Regents approve two changes to controversial tenure policy; changes focused on transparency, shared governance

photo by: Screenshot // Kansas Board of Regents

The Kansas Board of Regents met on April 14, 2021 and approved two changes to its temporary COVID-19 policy.

The Kansas Board of Regents on Wednesday did not back away from a policy that temporarily would make it easier for the University of Kansas to dismiss tenured faculty due to budget woes. But the board did add a couple of new provisions aimed at increasing transparency with the controversial process.

During their board meeting on Wednesday, the Regents heard two recommended changes, which were developed by a workgroup tasked with reviewing the board’s current policy. The workgroup was created at the request of the Council of Faculty Senate Presidents.

Of the two changes approved Wednesday, one is that elected representatives of the university’s faculty, staff and student government groups must be given an opportunity “to provide input, comments and recommendations on the draft framework prior to the university provost’s endorsement and chief executive officer’s adoption and submission of the framework to the Board for approval.”

The second change is that before the framework is implemented on a campus, the university CEO must communicate to the campus community and the Board of Regents the rationale for adopting the policy instead of using existing suspension, dismissal or termination policies.

As the Journal-World has reported, the temporary policy, which is set to expire Dec. 31, 2022, would give all state universities more power to suspend, dismiss or terminate employees — including tenured faculty — in light of the financial crisis many universities face because of the coronavirus pandemic.

In February, the Kansas Board of Regents approved a request from the University of Kansas to give the university until July 1 to decide whether it would submit a framework under which it could pursue the policy. KU is the only Regents university that has said it would consider the policy.

**DATA SHOWN**
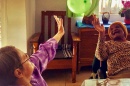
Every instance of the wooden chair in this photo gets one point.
(48, 29)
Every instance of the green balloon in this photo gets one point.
(79, 6)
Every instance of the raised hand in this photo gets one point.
(99, 27)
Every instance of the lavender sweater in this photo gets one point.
(40, 59)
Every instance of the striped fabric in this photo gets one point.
(66, 49)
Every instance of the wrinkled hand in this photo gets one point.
(99, 27)
(60, 25)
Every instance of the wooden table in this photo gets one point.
(111, 82)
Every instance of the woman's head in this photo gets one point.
(13, 65)
(117, 30)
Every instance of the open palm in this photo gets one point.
(99, 27)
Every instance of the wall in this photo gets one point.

**WHAT TO DO**
Continue the article about the Kansas Board of Regents' tenure policy changes, starting after its last sentence.

**EXERCISE OUTPUT**
The two changes passed with a vote of nine to one. Regent Mark Hutton voted against the changes. He said he felt they were significant and that the vote should be put off until next month’s meeting so the Regents could have more time to consider.

In the discussion of the changes, Regent Jon Rolph, who was in the workgroup, said the spirit of the changes revolved around transparency. Regents President and CEO Blake Flanders, who was also in the workgroup with Rolph, said he did not want people to think that because there was a workgroup, there was a flaw in the policy. He said the changes made by the workgroup would simply ensure how the process for the policy would proceed. Flanders also said he thought it was uninformed to say that KU had not been transparent.

“I don’t know how the University of Kansas could be more transparent about the budget than they have been,” he said.

Other members of the workgroup included administrators — such as KU Provost Barbara Bichelmeyer and Chari Young, associate vice chancellor and chief human resource officer at the University of Kansas Medical Center — two student representatives from Wichita State University and Fort Hays State University, and Aleksander Sternfeld-Dunn, a faculty representative and member of the Council of Faculty Senate Presidents.